## Instructions for the task:
Copy out all of the data exactly as it appears.

## Records to process:

** start **

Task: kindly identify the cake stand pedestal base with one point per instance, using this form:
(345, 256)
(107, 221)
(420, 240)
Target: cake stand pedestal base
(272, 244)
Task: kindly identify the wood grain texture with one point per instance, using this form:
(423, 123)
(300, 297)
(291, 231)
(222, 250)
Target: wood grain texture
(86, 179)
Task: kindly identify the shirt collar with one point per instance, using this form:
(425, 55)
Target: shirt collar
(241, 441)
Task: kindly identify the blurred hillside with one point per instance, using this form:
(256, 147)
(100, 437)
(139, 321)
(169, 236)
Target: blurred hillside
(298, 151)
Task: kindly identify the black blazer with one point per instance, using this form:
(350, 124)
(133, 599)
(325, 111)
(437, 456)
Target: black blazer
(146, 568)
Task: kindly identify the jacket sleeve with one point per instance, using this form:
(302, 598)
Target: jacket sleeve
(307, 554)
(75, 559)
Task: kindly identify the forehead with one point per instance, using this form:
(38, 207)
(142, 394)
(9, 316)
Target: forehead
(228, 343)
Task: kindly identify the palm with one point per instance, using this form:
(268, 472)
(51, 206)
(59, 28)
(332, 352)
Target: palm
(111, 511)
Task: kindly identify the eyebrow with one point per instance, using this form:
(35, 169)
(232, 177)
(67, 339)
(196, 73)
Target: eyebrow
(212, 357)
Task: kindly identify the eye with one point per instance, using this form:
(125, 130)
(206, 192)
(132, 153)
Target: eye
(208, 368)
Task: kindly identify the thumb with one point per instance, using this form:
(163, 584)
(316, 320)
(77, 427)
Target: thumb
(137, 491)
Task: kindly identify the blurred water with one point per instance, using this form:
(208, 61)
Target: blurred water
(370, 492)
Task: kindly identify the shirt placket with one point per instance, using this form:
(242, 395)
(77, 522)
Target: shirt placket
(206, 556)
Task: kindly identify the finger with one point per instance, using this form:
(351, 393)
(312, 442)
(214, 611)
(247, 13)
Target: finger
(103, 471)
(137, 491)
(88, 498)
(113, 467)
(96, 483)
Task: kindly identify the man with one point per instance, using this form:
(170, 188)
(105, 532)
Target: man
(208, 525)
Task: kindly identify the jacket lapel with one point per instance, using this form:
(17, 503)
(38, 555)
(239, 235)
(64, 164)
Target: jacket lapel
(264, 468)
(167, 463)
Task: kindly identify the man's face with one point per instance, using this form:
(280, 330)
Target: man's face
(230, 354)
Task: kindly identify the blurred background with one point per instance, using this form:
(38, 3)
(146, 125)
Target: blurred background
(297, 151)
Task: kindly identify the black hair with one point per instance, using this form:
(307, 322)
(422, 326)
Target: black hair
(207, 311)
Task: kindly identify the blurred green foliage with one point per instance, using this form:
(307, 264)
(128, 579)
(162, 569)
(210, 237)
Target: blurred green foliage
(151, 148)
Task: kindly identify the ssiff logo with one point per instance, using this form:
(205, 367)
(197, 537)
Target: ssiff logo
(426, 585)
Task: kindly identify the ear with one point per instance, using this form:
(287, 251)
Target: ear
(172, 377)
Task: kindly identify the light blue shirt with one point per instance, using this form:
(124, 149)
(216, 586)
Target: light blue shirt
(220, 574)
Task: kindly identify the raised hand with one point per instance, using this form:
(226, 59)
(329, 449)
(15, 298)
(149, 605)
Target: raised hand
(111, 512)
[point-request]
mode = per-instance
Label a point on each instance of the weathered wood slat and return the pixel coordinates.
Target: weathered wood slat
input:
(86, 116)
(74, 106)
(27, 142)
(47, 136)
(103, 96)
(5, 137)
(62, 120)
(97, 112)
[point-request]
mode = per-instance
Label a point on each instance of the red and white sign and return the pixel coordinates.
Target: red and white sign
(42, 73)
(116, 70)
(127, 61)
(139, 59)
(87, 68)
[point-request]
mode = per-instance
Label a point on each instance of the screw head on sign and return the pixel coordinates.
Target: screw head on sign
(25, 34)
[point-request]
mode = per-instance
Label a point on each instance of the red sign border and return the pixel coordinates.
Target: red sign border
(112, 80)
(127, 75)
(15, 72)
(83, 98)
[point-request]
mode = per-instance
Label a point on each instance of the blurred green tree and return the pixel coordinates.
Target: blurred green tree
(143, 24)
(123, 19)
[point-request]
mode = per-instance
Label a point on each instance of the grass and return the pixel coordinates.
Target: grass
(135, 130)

** end **

## Solution to the exercise:
Task: kindly identify the cake stand pedestal base with one point per instance, using this form:
(345, 256)
(107, 221)
(420, 240)
Target: cake stand pedestal base
(272, 244)
Task: kindly identify the wood grain texture with one point per instance, using this form:
(423, 123)
(300, 297)
(291, 231)
(222, 250)
Target: wood grain texture
(86, 179)
Task: kindly identify the shirt collar with one point per instance, using this form:
(425, 55)
Target: shirt collar
(241, 441)
Task: kindly identify the blurred hillside with one point per instance, using this form:
(256, 147)
(100, 437)
(139, 321)
(169, 236)
Target: blurred hillside
(298, 151)
Task: kindly identify the black blazer with one point per instance, using this form:
(350, 124)
(133, 599)
(325, 111)
(437, 456)
Target: black blazer
(146, 568)
Task: kindly identify the jacket sleeve with one point per instance, using this form:
(302, 598)
Target: jacket sleeve
(307, 554)
(75, 559)
Task: kindly identify the forehead with one point per instance, using this form:
(38, 207)
(142, 394)
(9, 316)
Target: forehead
(228, 343)
Task: kindly identify the palm with one point per instance, using this form:
(268, 472)
(51, 206)
(59, 28)
(332, 352)
Target: palm
(111, 511)
Task: kindly identify the eyebrow with one point per instance, using this form:
(35, 169)
(232, 177)
(67, 339)
(196, 73)
Target: eyebrow
(212, 357)
Task: kindly identify the eye with one point per instance, using this form:
(125, 130)
(206, 192)
(132, 153)
Target: eye
(208, 368)
Task: kindly identify the thumb with one point per instance, using this form:
(163, 584)
(316, 320)
(77, 427)
Target: thumb
(137, 491)
Task: kindly identify the blurred water with one point per instance, using this form:
(208, 61)
Target: blurred water
(370, 492)
Task: kindly identify the shirt placket with one point per instance, using this form:
(242, 395)
(77, 522)
Target: shirt placket
(206, 556)
Task: kindly identify the finger with one point per instance, using this form:
(351, 393)
(312, 442)
(214, 611)
(247, 13)
Target: finger
(103, 471)
(137, 491)
(88, 498)
(113, 467)
(96, 483)
Task: kindly identify the man with one point per instance, using this form:
(170, 188)
(105, 532)
Target: man
(208, 525)
Task: kindly identify the jacket lapel with one point per instance, using this form:
(17, 503)
(38, 555)
(239, 235)
(64, 164)
Target: jacket lapel
(264, 468)
(167, 463)
Task: kindly identify the man's face with one point per instance, using this form:
(280, 330)
Target: man's face
(230, 354)
Task: kindly identify the blurred background with one point per instance, using this form:
(38, 3)
(146, 125)
Target: blurred background
(297, 151)
Task: kindly identify the black hair with one point per instance, using this form:
(307, 322)
(422, 326)
Target: black hair
(207, 311)
Task: kindly identify the blurred green foliage with one point per instance, using this form:
(307, 264)
(128, 579)
(162, 569)
(210, 237)
Target: blurred green foliage
(151, 148)
Task: kindly identify the ssiff logo with one point per instance, using this form:
(205, 367)
(197, 537)
Target: ssiff logo
(426, 585)
Task: kindly identify the ear with one point per instance, using this form:
(287, 251)
Target: ear
(172, 377)
Task: kindly identify the light blue shirt with one point per instance, using this form:
(124, 149)
(216, 586)
Target: light blue shirt
(220, 574)
Task: kindly identify the raised hand with one point per instance, using this form:
(226, 59)
(329, 449)
(15, 298)
(149, 605)
Target: raised hand
(111, 512)
[point-request]
mode = per-instance
Label a point on each instance of the weathered wood slat and return the pixel coordinates.
Target: weathered wood slat
input:
(86, 116)
(74, 106)
(27, 142)
(47, 136)
(103, 96)
(5, 137)
(62, 120)
(97, 112)
[point-request]
mode = per-instance
Label a point on each instance of the red and white sign and return the pixel coordinates.
Target: red and white sign
(42, 73)
(116, 70)
(127, 61)
(139, 59)
(87, 68)
[point-request]
mode = per-instance
Label a point on each instance of the screw head on sign and return the pixel coordinates.
Target: screw head on sign
(25, 34)
[point-request]
mode = per-instance
Label a point on each instance of the red sign border and return the pixel coordinates.
Target: red sign border
(112, 80)
(127, 75)
(15, 72)
(83, 98)
[point-request]
mode = per-instance
Label a point on each instance of the blurred green tree and return the pixel coordinates.
Target: blurred green tree
(143, 24)
(123, 19)
[point-request]
mode = per-instance
Label a point on each instance of the grass and return the pixel coordinates.
Target: grass
(135, 130)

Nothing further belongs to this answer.